Ask Anything (Tu/Vous)
Using the quick question feature on Socrative, I have students write questions for various people (me, the principal, a student, a question directed towards a student and his or her friends and family to elicit a plural "vous"). For the question for the principal, the students vote (using the included feature on Socrative) on the best question to ask him, and I send the top vote-getting questions in each class to him to answer (in English, which I then translate back into French). Sometimes students get off task and write silly answers when using this app, so they have to enter their names first to be held accountable.
Caption Homework (Je/Nous/Il/Elle/Ils/Elles)
For homework, students have to find a photo (a personal photo, one from the magazine or the internet, or they can draw something) and write a caption about what is going on in the photo. If they are in the photo, they use "Je," if they and another person are in the photo they use "nous," and if they are not in the photo, they use the appropriate third person pronoun. It helps them think about which pronoun they need in a particular situation. I make a bulletin board of their creations.
Photo Memorization Activity (Il/Elle/Ils/Elles)
This is an activity that I adapted from Maris Hawkins. She shows a series of photos on the board, then takes them away and students write what they remember. I chose characters doing various things that my students know how to describe in French. They had to write a sentence about what each character was doing (some of the characters were in pairs so that all of the 3rd person pronouns were covered).
Write, Draw Pass (Il/Elle/Ils/Elles)
I blogged about this idea from Martina Bex a couple of years ago. Students write a sentence, on a piece of paper, pass it to the person next to them who draws it, then folds the first sentence down and passes it to the next person, who writes a sentence based on the picture, and so on. It helps a lot to give example sentences. Martina even has a template you can download! Here is an example:
Picture Captions (Il/Elle/Ils/Elles)

**Material supplied**

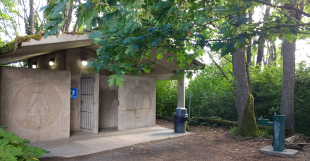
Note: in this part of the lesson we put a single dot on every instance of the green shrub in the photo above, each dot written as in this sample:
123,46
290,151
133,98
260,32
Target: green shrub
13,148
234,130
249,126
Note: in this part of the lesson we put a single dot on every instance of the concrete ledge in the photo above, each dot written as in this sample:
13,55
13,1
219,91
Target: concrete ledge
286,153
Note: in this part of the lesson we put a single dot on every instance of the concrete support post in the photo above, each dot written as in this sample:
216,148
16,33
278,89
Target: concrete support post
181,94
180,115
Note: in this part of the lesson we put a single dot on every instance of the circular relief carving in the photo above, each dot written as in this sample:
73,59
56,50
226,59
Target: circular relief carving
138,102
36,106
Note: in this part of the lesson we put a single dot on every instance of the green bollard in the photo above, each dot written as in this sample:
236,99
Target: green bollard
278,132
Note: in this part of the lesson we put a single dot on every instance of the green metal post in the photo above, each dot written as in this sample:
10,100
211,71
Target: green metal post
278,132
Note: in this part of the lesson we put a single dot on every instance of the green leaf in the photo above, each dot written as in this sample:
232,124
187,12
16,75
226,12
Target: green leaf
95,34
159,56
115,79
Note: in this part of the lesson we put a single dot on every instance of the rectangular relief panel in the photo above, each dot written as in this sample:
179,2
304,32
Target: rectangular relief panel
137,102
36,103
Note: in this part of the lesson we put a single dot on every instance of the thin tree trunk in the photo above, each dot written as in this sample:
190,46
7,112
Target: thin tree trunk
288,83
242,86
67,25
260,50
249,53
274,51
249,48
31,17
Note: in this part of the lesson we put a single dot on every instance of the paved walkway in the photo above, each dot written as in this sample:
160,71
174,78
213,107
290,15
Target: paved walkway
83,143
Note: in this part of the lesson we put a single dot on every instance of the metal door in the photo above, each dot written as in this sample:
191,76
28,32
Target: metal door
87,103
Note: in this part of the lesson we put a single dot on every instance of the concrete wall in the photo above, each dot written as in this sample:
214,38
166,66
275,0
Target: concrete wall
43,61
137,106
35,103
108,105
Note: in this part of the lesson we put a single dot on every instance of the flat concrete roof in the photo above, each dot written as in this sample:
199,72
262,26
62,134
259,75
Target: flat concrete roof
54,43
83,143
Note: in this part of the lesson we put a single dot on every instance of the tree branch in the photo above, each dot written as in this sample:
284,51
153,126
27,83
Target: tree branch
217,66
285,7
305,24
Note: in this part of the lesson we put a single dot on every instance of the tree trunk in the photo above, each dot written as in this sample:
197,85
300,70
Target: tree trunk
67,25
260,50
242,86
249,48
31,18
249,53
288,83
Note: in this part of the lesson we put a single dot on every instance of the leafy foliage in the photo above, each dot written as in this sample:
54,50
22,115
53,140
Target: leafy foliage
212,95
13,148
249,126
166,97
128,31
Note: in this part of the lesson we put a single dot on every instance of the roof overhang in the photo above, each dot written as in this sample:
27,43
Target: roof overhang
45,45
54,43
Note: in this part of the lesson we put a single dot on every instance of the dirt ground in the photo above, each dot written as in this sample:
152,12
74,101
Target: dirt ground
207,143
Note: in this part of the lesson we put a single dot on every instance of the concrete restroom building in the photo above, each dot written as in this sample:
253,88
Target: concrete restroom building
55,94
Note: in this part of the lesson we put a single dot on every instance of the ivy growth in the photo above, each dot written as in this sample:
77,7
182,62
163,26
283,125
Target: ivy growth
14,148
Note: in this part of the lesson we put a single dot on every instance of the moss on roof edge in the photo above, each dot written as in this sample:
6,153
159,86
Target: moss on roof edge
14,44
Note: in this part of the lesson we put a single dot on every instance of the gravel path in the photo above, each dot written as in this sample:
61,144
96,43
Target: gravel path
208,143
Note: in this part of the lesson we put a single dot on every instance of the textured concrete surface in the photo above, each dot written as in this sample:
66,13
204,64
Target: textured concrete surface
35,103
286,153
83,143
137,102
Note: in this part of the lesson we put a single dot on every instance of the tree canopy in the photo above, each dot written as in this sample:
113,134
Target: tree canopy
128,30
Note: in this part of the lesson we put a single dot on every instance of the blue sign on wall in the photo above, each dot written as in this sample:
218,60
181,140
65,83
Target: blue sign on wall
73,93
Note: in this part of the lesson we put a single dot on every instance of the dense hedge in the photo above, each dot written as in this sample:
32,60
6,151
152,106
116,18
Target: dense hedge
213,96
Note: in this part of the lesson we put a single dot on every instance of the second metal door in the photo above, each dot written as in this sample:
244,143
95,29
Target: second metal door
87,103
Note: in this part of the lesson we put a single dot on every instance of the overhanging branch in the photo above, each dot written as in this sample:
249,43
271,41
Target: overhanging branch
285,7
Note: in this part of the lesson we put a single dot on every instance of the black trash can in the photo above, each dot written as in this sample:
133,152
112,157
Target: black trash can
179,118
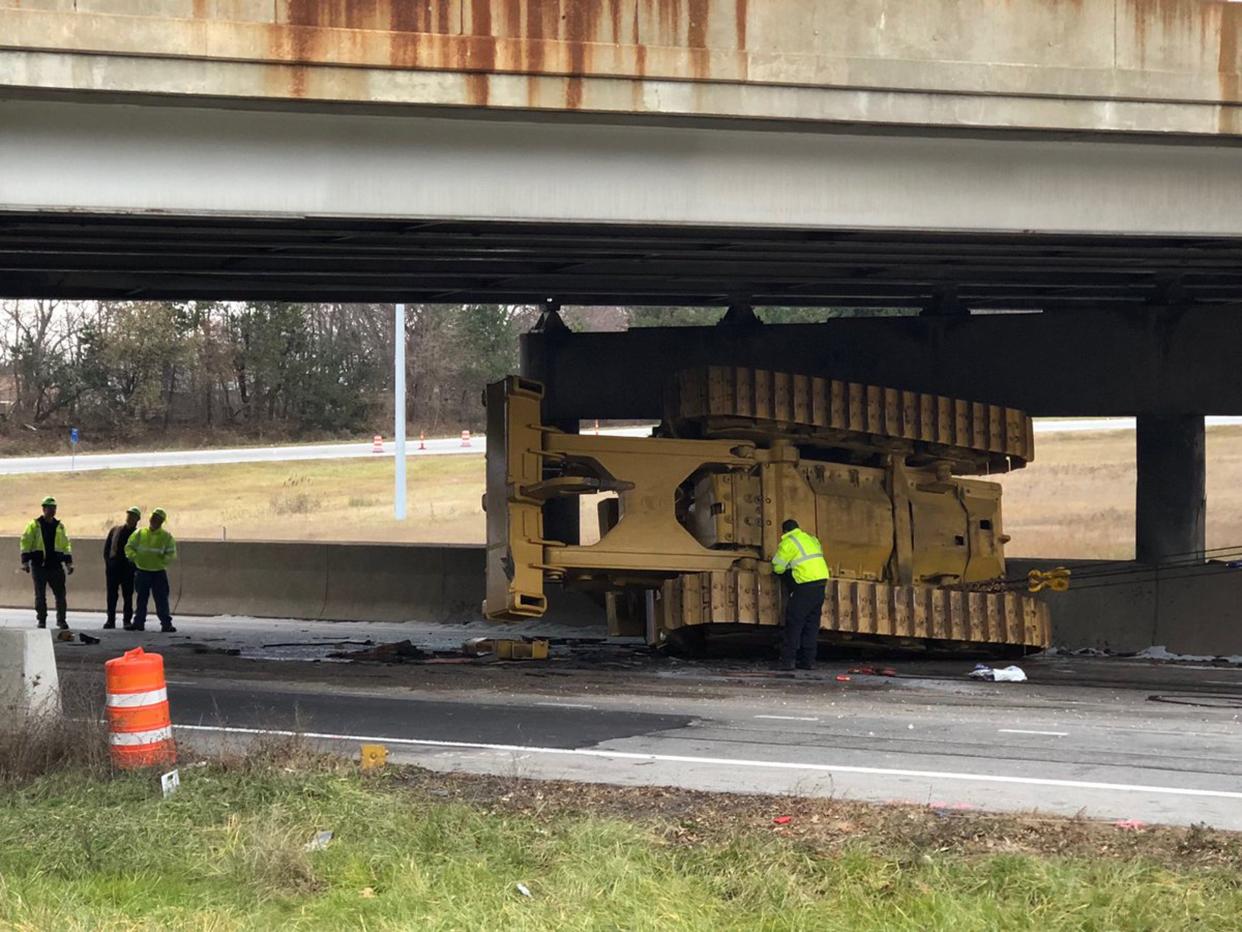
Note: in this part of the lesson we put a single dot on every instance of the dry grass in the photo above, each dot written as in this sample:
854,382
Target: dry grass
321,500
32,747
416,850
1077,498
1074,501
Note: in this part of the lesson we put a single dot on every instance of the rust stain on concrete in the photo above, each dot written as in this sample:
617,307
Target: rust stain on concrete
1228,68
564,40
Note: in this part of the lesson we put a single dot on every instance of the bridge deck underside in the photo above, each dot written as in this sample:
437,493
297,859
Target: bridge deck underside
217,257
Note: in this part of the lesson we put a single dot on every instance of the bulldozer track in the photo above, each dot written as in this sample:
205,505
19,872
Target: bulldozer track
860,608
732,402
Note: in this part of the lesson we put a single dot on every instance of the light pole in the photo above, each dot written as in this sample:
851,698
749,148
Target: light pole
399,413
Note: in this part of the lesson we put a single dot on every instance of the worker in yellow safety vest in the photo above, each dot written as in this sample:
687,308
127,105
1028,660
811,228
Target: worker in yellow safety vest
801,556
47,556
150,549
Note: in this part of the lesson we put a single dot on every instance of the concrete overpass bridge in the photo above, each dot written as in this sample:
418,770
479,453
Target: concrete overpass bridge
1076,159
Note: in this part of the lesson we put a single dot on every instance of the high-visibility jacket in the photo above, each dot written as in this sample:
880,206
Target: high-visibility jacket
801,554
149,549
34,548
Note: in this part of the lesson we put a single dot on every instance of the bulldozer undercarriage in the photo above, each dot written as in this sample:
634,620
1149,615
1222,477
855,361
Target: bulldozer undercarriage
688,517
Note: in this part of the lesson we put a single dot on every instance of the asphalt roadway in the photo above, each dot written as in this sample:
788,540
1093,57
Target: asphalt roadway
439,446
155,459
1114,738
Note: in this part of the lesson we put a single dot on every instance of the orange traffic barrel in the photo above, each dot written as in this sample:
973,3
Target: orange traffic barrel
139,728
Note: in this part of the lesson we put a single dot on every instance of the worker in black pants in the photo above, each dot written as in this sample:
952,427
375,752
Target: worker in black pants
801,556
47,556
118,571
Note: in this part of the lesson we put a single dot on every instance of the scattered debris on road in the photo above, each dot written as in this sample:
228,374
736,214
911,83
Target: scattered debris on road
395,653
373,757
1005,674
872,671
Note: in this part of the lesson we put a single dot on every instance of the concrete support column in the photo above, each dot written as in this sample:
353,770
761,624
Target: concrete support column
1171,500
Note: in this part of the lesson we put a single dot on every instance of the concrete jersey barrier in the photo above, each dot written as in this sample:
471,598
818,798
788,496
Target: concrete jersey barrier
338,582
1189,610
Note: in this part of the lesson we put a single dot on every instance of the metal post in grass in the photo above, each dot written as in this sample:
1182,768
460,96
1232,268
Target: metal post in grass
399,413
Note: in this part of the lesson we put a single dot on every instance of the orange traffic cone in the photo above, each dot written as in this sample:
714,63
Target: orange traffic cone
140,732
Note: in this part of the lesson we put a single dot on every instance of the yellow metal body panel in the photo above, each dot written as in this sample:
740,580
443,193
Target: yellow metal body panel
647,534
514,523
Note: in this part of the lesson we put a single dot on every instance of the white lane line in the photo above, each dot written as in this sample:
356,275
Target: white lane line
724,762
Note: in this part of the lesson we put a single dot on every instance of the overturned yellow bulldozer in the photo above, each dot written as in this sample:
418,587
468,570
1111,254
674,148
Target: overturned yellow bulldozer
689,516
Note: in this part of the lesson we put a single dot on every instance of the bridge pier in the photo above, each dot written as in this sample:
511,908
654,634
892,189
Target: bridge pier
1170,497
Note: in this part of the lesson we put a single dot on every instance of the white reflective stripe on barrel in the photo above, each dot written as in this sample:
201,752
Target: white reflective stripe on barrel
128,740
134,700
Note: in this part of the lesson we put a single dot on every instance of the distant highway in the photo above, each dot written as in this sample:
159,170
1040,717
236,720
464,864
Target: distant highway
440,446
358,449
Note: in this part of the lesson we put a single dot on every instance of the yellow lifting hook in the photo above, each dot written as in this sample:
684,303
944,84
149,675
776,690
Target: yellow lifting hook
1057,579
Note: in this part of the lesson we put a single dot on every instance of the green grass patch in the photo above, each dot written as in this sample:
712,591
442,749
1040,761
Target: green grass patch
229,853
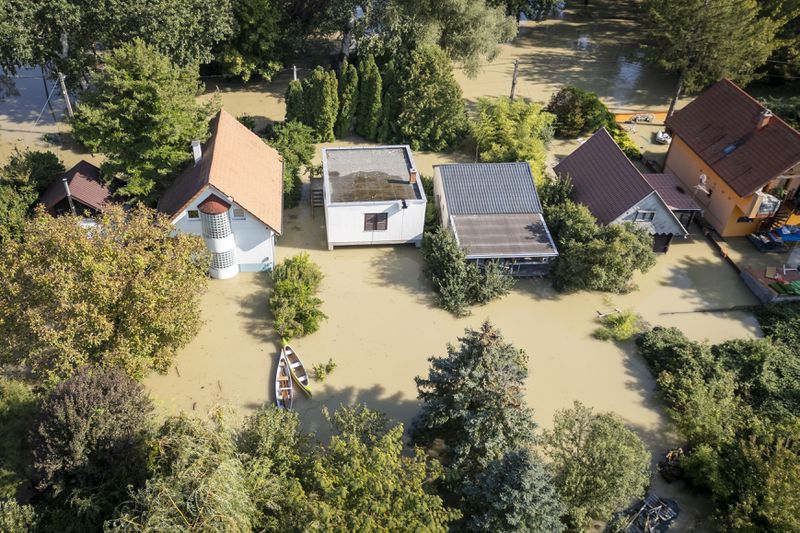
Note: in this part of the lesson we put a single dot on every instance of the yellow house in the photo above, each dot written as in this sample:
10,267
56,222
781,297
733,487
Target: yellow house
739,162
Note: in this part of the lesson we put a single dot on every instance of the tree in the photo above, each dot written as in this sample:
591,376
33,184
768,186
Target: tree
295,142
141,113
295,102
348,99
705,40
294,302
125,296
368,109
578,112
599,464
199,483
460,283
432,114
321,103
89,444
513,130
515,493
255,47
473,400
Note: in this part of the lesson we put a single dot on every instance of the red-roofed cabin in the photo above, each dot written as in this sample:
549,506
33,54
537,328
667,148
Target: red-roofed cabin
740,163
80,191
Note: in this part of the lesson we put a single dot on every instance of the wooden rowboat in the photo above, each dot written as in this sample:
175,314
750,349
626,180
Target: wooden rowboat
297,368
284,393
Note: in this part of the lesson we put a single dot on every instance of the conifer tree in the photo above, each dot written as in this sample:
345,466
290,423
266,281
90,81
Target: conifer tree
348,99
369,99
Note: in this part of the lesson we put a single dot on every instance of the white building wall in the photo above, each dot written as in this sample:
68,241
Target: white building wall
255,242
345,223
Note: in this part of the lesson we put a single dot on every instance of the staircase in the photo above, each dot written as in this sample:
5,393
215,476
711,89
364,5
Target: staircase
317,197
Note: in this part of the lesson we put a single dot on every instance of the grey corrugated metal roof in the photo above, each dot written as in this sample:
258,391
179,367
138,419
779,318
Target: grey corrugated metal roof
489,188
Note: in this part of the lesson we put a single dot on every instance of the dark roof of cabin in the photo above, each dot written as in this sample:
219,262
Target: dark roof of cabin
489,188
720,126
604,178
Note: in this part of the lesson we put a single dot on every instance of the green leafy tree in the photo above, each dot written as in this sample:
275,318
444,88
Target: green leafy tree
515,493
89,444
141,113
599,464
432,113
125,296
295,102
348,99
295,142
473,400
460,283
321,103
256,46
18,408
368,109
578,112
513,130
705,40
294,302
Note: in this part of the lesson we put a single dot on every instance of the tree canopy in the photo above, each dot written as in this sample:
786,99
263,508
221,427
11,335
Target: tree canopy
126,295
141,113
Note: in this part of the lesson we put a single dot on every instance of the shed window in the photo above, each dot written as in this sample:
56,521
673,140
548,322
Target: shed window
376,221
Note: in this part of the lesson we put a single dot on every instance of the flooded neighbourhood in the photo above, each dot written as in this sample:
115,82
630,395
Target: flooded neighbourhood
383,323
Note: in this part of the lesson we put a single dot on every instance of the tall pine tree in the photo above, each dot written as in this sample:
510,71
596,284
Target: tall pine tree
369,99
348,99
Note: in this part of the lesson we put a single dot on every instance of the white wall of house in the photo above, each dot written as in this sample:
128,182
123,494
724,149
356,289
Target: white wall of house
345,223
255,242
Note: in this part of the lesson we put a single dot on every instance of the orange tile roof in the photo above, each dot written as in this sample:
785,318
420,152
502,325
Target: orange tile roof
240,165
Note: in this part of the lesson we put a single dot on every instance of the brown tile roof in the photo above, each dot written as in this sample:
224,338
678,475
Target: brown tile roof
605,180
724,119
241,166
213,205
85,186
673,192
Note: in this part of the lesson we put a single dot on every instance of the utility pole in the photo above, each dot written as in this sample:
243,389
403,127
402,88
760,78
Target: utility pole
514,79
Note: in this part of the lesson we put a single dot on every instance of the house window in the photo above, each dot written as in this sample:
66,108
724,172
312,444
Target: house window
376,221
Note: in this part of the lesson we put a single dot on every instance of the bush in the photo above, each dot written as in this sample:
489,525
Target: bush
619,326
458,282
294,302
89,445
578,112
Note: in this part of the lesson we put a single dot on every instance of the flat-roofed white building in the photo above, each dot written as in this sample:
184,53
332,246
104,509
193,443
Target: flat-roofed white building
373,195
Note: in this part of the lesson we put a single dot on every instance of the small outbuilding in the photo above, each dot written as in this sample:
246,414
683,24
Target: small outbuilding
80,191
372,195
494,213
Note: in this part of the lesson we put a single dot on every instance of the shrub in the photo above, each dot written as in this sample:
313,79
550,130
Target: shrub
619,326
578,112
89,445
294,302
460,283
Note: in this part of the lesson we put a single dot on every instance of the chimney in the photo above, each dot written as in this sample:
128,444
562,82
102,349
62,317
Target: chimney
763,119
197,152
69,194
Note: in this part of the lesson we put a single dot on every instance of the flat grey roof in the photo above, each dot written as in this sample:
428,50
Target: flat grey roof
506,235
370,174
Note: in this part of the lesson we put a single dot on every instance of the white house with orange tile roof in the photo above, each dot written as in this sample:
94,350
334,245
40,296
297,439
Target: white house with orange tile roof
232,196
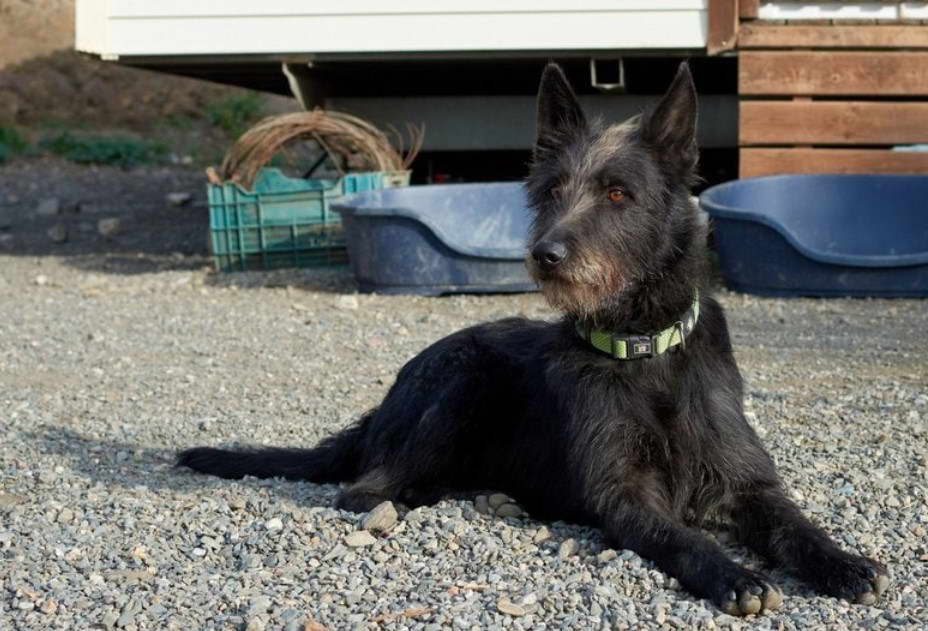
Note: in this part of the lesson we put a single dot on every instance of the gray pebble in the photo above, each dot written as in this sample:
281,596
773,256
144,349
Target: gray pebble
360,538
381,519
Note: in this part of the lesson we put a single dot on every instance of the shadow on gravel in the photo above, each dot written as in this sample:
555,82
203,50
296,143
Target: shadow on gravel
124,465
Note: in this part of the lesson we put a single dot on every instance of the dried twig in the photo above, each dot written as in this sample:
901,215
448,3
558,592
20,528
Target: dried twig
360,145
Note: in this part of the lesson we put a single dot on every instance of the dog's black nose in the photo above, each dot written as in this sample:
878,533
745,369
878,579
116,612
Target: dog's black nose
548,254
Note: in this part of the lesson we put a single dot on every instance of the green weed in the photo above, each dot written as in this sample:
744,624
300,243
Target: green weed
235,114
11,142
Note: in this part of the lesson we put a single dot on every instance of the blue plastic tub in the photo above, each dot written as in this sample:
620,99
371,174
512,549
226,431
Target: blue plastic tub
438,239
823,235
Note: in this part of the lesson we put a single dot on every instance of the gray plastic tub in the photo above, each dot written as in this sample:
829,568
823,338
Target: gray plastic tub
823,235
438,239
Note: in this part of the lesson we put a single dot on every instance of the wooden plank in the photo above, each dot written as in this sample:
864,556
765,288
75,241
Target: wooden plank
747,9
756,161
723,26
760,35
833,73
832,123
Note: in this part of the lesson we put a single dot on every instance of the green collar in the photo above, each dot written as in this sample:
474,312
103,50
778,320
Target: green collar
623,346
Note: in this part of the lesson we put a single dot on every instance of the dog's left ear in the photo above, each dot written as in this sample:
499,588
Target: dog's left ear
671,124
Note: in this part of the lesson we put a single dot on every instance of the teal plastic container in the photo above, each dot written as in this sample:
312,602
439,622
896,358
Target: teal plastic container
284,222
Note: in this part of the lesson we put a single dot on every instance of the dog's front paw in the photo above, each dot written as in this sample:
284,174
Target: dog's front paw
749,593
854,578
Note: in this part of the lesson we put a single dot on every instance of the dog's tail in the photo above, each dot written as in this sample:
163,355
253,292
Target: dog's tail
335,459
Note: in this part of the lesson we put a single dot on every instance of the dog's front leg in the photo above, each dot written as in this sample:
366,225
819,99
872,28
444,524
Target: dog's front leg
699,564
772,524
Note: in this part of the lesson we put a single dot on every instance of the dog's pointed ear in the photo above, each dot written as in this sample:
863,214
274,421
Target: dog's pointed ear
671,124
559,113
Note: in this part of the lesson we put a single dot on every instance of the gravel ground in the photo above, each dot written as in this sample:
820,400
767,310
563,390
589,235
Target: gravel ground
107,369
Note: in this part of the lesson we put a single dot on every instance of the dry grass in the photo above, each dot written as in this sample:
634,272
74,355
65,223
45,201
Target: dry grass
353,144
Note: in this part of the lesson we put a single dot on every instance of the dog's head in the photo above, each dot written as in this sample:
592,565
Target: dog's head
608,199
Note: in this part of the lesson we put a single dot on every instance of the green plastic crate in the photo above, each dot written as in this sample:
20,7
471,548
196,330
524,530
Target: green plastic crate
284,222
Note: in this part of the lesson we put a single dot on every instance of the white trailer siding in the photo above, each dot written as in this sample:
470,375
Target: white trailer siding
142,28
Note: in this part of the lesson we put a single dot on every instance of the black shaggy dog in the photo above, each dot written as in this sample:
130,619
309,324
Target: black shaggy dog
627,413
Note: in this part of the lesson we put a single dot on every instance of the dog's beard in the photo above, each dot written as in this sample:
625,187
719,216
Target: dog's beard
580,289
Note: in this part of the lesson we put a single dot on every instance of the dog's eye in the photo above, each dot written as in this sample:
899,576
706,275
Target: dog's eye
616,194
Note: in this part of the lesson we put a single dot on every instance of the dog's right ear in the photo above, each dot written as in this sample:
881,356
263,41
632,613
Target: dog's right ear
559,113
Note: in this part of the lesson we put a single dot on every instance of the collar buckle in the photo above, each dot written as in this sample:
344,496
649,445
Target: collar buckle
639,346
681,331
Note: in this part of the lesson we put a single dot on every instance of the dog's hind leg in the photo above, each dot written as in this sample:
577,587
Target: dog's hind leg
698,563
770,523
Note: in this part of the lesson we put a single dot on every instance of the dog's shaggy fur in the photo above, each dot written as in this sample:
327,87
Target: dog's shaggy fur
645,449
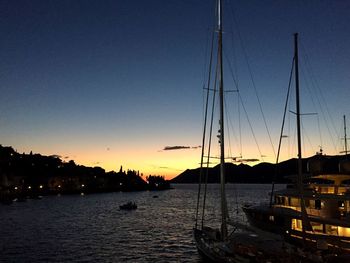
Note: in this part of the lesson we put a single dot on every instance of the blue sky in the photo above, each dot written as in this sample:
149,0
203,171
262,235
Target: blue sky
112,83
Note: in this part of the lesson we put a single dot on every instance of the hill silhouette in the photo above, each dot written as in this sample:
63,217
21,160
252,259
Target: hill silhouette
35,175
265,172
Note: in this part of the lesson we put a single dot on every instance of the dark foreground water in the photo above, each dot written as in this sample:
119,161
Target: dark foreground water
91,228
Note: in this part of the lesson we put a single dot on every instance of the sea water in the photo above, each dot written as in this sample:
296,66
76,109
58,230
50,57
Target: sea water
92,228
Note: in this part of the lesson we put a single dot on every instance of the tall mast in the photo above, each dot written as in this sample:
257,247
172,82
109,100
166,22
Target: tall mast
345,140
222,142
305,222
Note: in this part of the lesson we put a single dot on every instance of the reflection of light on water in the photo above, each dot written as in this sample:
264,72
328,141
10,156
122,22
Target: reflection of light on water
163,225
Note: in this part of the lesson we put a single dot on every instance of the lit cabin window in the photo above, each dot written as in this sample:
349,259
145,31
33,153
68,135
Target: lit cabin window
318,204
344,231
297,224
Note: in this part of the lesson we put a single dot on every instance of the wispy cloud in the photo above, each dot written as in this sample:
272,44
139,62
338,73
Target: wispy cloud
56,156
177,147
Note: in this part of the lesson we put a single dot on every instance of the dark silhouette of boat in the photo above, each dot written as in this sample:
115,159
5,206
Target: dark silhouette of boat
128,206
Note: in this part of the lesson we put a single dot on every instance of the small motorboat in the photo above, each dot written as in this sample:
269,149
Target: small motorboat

**Instructions for the task**
From the text on French pronoun activities, extract everything from "For homework, students" down to "Memorization Activity (Il/Elle/Ils/Elles)". The rows have no connection to the text on French pronoun activities.

**Exercise response**
For homework, students have to find a photo (a personal photo, one from the magazine or the internet, or they can draw something) and write a caption about what is going on in the photo. If they are in the photo, they use "Je," if they and another person are in the photo they use "nous," and if they are not in the photo, they use the appropriate third person pronoun. It helps them think about which pronoun they need in a particular situation. I make a bulletin board of their creations.
Photo Memorization Activity (Il/Elle/Ils/Elles)